Restate the data exactly, with nothing altered.

##### Data records #####

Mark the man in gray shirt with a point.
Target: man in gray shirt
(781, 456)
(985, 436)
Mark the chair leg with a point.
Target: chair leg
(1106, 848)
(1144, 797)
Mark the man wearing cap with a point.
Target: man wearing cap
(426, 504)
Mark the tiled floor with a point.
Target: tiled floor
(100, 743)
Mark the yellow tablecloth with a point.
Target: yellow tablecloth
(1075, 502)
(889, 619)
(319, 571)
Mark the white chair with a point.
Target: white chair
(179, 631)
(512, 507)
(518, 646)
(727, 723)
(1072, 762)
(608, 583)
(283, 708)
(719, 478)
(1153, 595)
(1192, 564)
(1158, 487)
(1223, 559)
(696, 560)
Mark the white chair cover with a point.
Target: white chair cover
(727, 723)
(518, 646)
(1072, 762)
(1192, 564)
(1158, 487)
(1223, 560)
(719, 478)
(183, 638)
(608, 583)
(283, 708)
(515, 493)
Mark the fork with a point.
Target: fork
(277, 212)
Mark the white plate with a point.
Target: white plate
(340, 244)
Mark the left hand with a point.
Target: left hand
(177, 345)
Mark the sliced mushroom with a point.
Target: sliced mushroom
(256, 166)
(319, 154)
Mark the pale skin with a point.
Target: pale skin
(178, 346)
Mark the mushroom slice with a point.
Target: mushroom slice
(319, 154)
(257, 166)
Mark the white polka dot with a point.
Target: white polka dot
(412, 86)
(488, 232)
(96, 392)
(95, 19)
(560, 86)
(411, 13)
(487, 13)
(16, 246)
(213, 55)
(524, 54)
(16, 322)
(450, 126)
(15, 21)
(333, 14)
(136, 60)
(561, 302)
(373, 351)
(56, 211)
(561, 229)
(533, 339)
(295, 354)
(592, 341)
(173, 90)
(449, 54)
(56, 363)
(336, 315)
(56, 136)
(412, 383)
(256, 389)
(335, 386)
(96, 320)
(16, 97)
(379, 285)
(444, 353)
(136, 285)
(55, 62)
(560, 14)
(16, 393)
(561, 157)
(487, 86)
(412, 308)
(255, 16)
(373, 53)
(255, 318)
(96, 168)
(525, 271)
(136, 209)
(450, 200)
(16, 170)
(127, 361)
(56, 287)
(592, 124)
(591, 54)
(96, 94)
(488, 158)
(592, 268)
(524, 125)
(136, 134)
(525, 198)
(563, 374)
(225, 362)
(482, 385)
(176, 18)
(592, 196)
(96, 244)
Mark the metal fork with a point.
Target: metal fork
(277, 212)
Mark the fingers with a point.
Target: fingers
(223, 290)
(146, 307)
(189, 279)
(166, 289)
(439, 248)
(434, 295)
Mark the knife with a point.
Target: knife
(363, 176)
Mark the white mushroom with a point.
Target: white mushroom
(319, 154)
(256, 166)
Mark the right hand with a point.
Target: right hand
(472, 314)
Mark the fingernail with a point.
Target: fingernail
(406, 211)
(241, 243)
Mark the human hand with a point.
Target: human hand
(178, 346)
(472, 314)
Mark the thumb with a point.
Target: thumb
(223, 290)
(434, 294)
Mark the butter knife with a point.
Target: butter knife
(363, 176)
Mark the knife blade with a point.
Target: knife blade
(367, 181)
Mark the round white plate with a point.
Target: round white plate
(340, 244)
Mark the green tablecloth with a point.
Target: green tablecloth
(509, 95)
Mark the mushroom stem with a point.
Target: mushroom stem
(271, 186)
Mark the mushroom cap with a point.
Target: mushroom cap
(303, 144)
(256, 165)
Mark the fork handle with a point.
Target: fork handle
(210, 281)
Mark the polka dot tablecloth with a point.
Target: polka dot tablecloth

#####

* Solution *
Mark the man in gray shirt with a point.
Target: man in gray shirt
(781, 456)
(985, 436)
Mark the chair leg with a point.
Target: chair leg
(1106, 848)
(1144, 797)
Mark the man wearing cap with a point.
Target: man wearing cap
(426, 504)
Mark the tiled floor with a point.
Target: tiled floor
(100, 743)
Mark the yellow tablecloth with a point.
Target: yellow tablecloth
(1075, 502)
(889, 619)
(319, 571)
Mark the white chair with a point.
Target: white chair
(179, 631)
(512, 507)
(518, 646)
(727, 723)
(1072, 762)
(608, 583)
(283, 708)
(719, 478)
(1153, 595)
(1192, 564)
(1158, 487)
(1223, 559)
(696, 560)
Mark the white chair cover with a point.
Target: white chair cover
(727, 723)
(518, 646)
(1072, 762)
(1192, 564)
(1158, 487)
(1223, 560)
(719, 478)
(183, 638)
(608, 583)
(283, 708)
(515, 493)
Mark the fork with a point.
Target: fork
(277, 212)
Mark the white plate with a point.
Target: white plate
(340, 244)
Mark the left hand with a point.
Target: left hand
(177, 345)
Mark the sliced mushroom with a point.
Target: sliced mushroom
(256, 166)
(319, 154)
Mark the pale skin with a point.
Target: pale skin
(178, 346)
Mark the mushroom slice with a point.
Target: mushroom slice
(319, 154)
(257, 166)
Mark the white polka dot with a point.
Target: white polka dot
(412, 86)
(488, 232)
(96, 392)
(95, 19)
(560, 86)
(411, 13)
(487, 13)
(16, 246)
(213, 55)
(524, 54)
(16, 322)
(450, 126)
(15, 21)
(333, 14)
(136, 60)
(561, 302)
(373, 351)
(56, 211)
(561, 229)
(533, 339)
(295, 354)
(592, 341)
(173, 90)
(449, 54)
(56, 363)
(336, 315)
(56, 136)
(412, 383)
(256, 389)
(335, 386)
(96, 320)
(16, 97)
(379, 285)
(444, 353)
(136, 285)
(55, 62)
(560, 14)
(16, 393)
(561, 157)
(487, 86)
(412, 308)
(255, 16)
(373, 53)
(255, 318)
(96, 168)
(525, 271)
(136, 209)
(450, 200)
(16, 170)
(127, 361)
(56, 287)
(592, 124)
(591, 54)
(96, 94)
(488, 158)
(592, 268)
(524, 125)
(136, 134)
(525, 198)
(563, 374)
(225, 362)
(482, 385)
(176, 18)
(592, 196)
(96, 244)
Mark the metal fork with a point.
Target: metal fork
(277, 212)
Mark the fingers with a point.
Target: fingers
(223, 290)
(146, 307)
(189, 279)
(166, 289)
(439, 248)
(434, 295)
Mark the knife with a point.
Target: knife
(363, 176)
Mark the white mushroom with a point.
Target: white mushroom
(319, 154)
(256, 166)
Mark the right hand with a point.
Target: right hand
(472, 314)
Mark the fingernail with a point.
Target: fingernail
(406, 211)
(241, 243)
Mark the human hand with a point.
Target: human hand
(178, 346)
(472, 314)
Mark the thumb with a point.
Target: thumb
(223, 290)
(434, 294)
Mark the butter knife with a point.
Target: butter knife
(363, 176)
Mark the knife blade with a point.
Target: knife blade
(367, 181)
Mark the round white plate with a point.
Target: round white plate
(340, 244)
Mark the green tablecloth with a point.
Target: green tablecloth
(509, 95)
Mark the mushroom stem with a point.
Target: mushroom stem
(271, 186)
Mark the mushroom cap with a point.
Target: mushroom cap
(303, 144)
(256, 165)
Mark the fork handle with a point.
Target: fork handle
(210, 281)
Mark the polka dot tablecloth with a point.
Target: polka dot tablecloth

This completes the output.